*Problem*
Which lines in the material below contain the string "sleeve"? Copy each one, treating uppercase and lowercase letters as distinct.

*Dataset extract*
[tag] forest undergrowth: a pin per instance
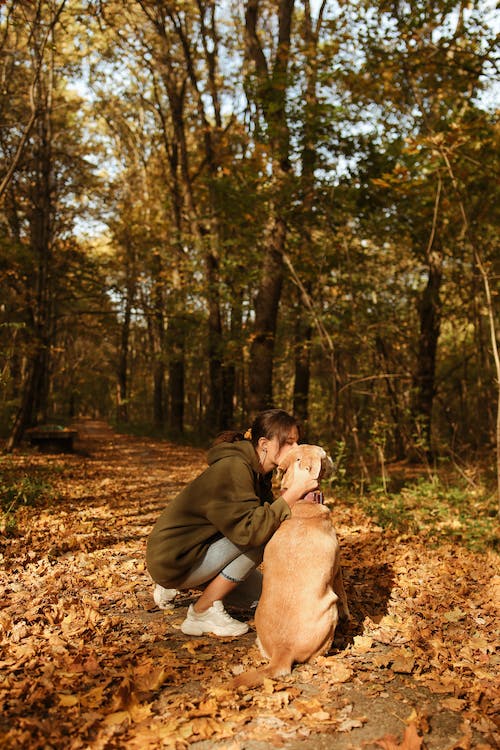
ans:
(87, 661)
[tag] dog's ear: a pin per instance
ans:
(326, 467)
(290, 457)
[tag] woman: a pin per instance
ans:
(212, 535)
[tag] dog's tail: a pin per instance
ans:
(278, 666)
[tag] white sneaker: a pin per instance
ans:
(163, 597)
(214, 620)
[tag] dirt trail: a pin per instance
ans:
(87, 661)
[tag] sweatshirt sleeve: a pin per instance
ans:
(237, 511)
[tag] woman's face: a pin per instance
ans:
(270, 453)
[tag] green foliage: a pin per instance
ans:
(20, 490)
(440, 512)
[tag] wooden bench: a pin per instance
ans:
(52, 439)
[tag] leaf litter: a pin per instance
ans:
(87, 661)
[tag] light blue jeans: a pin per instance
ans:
(225, 558)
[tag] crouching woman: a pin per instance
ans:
(212, 535)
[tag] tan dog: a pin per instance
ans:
(297, 613)
(313, 458)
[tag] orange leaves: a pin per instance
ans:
(411, 740)
(86, 657)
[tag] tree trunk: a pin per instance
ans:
(122, 413)
(424, 382)
(260, 377)
(271, 92)
(36, 386)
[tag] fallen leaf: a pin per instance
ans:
(411, 740)
(362, 644)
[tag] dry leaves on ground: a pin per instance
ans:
(87, 661)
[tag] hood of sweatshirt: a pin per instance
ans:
(242, 448)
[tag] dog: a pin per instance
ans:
(302, 588)
(313, 458)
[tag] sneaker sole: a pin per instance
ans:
(193, 630)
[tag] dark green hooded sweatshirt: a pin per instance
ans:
(229, 499)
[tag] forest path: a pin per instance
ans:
(87, 661)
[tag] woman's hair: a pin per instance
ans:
(271, 423)
(268, 424)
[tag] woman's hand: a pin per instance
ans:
(302, 483)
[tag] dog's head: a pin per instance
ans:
(313, 458)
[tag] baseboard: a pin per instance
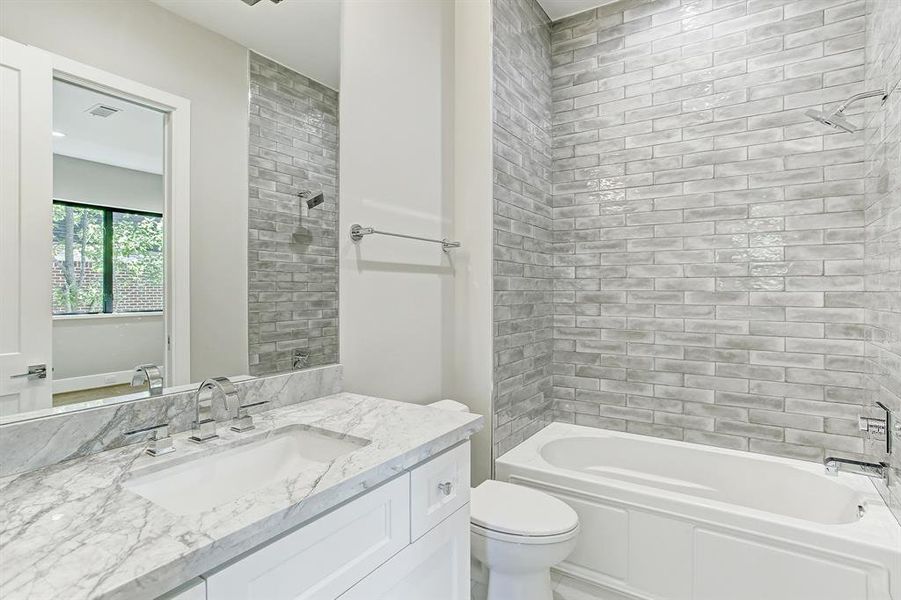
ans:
(86, 382)
(598, 590)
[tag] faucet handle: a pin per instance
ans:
(160, 442)
(244, 420)
(151, 374)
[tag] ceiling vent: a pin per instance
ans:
(102, 110)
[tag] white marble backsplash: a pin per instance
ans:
(31, 444)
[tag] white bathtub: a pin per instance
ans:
(667, 520)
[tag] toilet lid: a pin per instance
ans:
(518, 510)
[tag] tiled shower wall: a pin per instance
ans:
(523, 288)
(709, 238)
(292, 262)
(882, 253)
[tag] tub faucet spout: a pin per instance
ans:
(875, 470)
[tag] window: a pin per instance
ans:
(106, 260)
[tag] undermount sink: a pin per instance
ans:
(211, 480)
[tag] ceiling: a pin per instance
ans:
(303, 35)
(557, 9)
(131, 138)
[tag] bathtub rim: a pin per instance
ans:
(877, 533)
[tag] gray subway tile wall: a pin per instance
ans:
(292, 262)
(882, 223)
(711, 244)
(523, 222)
(708, 237)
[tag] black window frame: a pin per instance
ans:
(107, 292)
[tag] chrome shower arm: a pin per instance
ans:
(860, 96)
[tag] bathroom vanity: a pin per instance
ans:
(344, 496)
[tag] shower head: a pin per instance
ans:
(313, 199)
(834, 120)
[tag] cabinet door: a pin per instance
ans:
(435, 567)
(438, 488)
(325, 557)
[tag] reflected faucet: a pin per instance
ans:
(152, 375)
(204, 424)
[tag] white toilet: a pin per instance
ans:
(518, 534)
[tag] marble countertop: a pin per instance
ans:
(71, 530)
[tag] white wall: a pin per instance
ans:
(89, 182)
(93, 344)
(145, 43)
(396, 104)
(416, 158)
(473, 213)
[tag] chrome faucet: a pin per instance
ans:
(204, 424)
(875, 470)
(152, 375)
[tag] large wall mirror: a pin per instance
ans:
(150, 240)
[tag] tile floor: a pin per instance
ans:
(565, 588)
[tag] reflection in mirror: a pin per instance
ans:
(107, 271)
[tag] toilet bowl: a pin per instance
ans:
(517, 534)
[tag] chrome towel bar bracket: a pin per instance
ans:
(357, 232)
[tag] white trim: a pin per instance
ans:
(177, 212)
(88, 316)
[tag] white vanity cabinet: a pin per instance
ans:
(403, 540)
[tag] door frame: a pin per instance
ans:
(177, 207)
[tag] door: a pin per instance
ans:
(435, 567)
(26, 178)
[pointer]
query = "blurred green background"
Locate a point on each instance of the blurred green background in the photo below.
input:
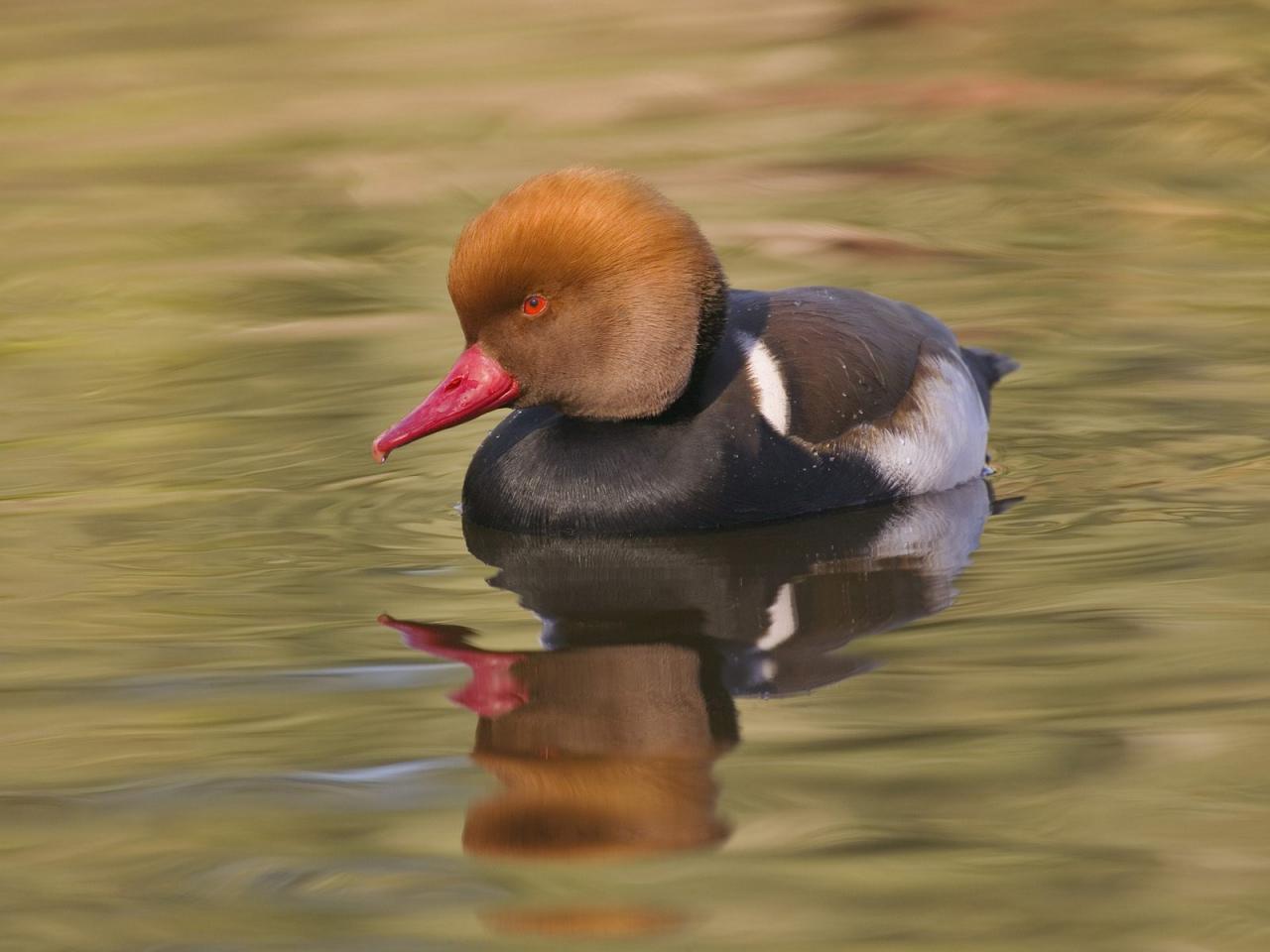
(225, 234)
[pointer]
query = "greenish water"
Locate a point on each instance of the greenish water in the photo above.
(225, 232)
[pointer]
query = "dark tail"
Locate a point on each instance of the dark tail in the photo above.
(987, 368)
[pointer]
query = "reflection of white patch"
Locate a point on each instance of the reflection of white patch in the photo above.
(939, 532)
(939, 435)
(765, 373)
(781, 620)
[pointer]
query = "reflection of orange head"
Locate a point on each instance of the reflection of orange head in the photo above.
(593, 807)
(610, 756)
(585, 921)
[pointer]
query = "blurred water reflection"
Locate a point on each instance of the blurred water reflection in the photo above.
(604, 742)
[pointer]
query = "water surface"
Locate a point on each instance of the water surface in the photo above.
(226, 229)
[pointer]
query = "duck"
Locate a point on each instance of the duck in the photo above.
(651, 398)
(603, 742)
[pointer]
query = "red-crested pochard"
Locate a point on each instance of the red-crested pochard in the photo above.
(651, 398)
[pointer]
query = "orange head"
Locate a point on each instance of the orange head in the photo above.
(583, 289)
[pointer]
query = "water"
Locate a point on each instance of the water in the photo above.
(225, 234)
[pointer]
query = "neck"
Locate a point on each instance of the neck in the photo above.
(710, 324)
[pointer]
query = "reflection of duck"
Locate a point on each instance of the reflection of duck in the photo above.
(604, 743)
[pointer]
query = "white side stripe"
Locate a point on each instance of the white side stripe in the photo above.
(765, 373)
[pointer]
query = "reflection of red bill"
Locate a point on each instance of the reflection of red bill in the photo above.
(475, 385)
(493, 689)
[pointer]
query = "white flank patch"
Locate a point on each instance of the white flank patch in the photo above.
(943, 442)
(765, 373)
(781, 620)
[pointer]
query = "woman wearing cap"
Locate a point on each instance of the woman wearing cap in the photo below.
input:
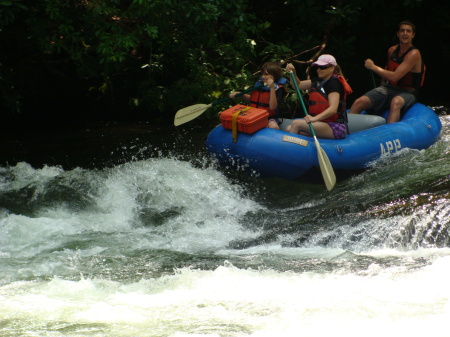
(327, 95)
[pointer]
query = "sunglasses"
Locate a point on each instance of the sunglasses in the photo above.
(324, 67)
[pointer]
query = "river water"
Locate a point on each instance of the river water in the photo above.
(133, 238)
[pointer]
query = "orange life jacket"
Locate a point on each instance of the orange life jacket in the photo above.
(260, 98)
(411, 81)
(318, 100)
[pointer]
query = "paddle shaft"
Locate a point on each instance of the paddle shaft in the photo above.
(324, 163)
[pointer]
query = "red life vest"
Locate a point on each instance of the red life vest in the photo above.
(411, 81)
(318, 100)
(260, 98)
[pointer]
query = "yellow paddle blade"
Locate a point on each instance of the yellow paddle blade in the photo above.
(187, 114)
(325, 167)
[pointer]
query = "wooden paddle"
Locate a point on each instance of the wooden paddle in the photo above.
(325, 166)
(189, 113)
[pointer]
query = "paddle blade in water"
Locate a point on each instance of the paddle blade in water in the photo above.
(187, 114)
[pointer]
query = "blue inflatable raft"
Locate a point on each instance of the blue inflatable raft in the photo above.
(276, 153)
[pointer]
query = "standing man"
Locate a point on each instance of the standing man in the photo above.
(402, 77)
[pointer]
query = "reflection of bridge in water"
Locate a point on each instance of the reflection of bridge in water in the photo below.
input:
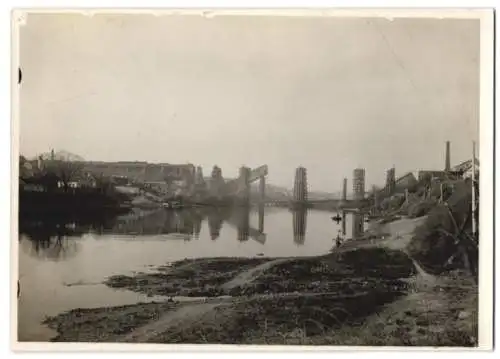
(189, 223)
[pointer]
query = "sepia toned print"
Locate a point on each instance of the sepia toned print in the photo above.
(264, 180)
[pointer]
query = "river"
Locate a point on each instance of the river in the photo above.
(62, 265)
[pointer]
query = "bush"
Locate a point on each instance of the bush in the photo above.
(431, 247)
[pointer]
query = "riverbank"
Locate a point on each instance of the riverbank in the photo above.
(363, 294)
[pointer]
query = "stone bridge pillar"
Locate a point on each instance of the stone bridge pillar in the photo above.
(299, 226)
(359, 195)
(390, 181)
(261, 218)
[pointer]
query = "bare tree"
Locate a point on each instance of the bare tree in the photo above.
(65, 171)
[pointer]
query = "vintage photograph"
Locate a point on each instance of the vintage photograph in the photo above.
(259, 179)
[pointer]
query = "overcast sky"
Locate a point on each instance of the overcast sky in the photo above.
(329, 94)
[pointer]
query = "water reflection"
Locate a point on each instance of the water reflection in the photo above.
(299, 226)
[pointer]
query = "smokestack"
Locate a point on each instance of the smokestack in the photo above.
(447, 164)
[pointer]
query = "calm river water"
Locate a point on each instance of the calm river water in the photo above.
(62, 265)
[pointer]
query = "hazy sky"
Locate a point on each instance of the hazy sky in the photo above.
(329, 94)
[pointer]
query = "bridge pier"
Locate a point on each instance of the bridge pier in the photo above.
(244, 181)
(262, 189)
(261, 218)
(390, 182)
(299, 226)
(359, 195)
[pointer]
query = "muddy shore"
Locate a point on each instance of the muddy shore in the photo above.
(371, 294)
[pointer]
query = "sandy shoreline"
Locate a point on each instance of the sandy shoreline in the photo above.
(315, 300)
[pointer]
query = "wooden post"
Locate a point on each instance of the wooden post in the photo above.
(474, 188)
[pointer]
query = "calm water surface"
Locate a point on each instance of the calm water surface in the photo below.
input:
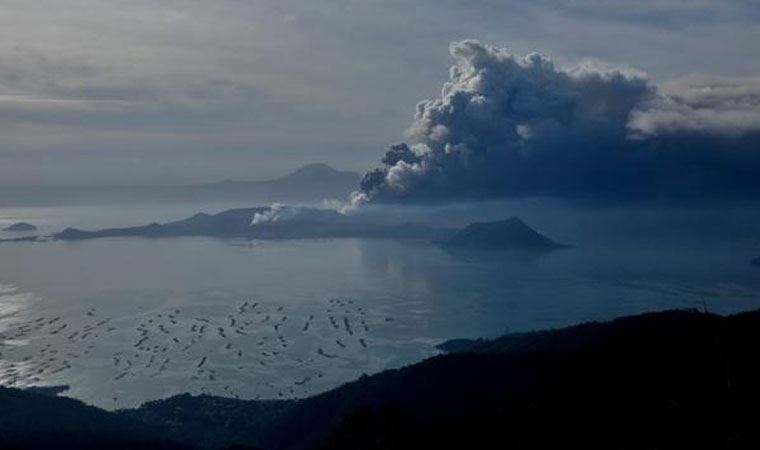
(127, 320)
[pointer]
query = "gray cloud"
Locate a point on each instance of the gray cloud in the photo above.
(112, 76)
(506, 125)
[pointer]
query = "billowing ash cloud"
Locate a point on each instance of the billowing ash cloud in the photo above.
(506, 126)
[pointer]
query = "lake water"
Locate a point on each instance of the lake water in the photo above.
(127, 320)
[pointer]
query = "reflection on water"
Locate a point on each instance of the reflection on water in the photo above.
(127, 320)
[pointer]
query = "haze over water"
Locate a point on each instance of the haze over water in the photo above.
(127, 320)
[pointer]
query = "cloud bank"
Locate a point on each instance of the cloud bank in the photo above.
(506, 126)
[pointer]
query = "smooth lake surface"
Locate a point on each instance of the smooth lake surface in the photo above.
(127, 320)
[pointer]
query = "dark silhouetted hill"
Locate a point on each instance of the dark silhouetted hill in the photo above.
(669, 380)
(20, 226)
(510, 234)
(237, 223)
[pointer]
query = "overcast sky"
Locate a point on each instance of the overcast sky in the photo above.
(173, 91)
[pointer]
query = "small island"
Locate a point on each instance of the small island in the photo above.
(511, 234)
(21, 226)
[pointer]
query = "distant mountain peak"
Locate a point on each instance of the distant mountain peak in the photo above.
(316, 170)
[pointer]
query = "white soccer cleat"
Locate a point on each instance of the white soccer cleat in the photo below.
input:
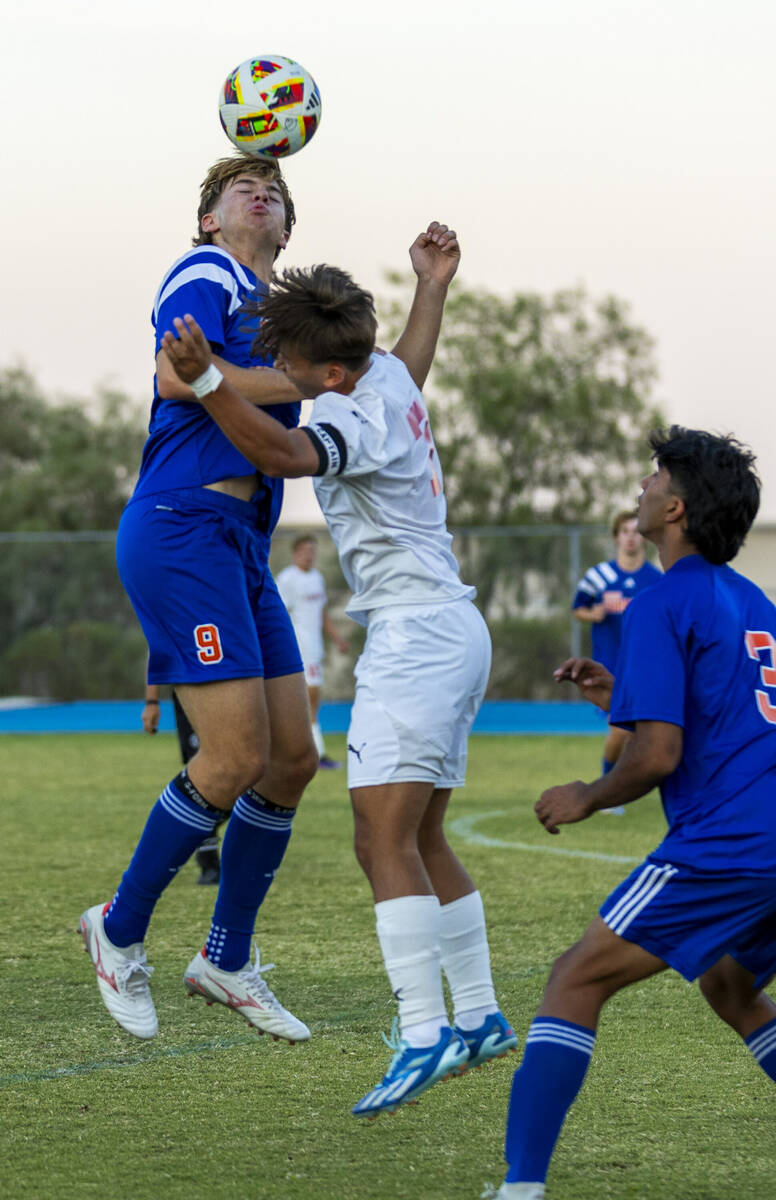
(247, 993)
(122, 976)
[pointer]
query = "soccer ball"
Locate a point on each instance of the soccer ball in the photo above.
(270, 107)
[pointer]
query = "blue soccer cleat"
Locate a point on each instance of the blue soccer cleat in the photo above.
(413, 1071)
(493, 1039)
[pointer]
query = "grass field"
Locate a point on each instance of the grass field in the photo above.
(673, 1107)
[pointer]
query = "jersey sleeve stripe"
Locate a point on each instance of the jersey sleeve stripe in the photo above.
(208, 271)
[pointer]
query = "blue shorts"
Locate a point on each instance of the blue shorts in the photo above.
(193, 564)
(691, 918)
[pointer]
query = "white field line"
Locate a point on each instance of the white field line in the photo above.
(464, 827)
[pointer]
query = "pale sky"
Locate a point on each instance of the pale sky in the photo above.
(624, 144)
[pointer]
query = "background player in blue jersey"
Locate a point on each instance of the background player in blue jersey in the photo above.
(192, 553)
(423, 670)
(208, 855)
(602, 595)
(696, 682)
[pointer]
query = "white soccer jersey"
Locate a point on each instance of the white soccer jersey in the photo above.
(304, 593)
(380, 489)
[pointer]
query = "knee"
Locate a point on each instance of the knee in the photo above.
(300, 768)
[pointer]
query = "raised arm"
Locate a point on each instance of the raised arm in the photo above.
(259, 385)
(264, 442)
(434, 255)
(651, 754)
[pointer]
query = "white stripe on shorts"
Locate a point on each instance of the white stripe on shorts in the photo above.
(637, 897)
(763, 1043)
(560, 1035)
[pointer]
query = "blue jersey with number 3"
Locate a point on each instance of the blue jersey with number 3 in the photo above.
(185, 447)
(699, 651)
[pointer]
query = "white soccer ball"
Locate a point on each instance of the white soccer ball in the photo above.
(270, 107)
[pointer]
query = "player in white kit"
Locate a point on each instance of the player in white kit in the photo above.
(304, 592)
(425, 665)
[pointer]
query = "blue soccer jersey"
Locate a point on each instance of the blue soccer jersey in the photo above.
(185, 447)
(607, 582)
(699, 652)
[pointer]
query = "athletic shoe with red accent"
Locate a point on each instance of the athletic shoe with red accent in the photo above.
(247, 993)
(413, 1071)
(122, 976)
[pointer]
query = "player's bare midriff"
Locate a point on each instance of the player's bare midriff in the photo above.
(240, 486)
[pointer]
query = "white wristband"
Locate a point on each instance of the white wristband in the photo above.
(206, 382)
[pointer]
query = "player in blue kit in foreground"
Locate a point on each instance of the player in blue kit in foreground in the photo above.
(602, 597)
(696, 682)
(192, 553)
(427, 654)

*Result of this exercise*
[tag] sweatshirt sleeve: a pin per instance
query = "jersey sleeve stripe"
Locate a point on each instance of the jersey sleeve stripe in the photo above.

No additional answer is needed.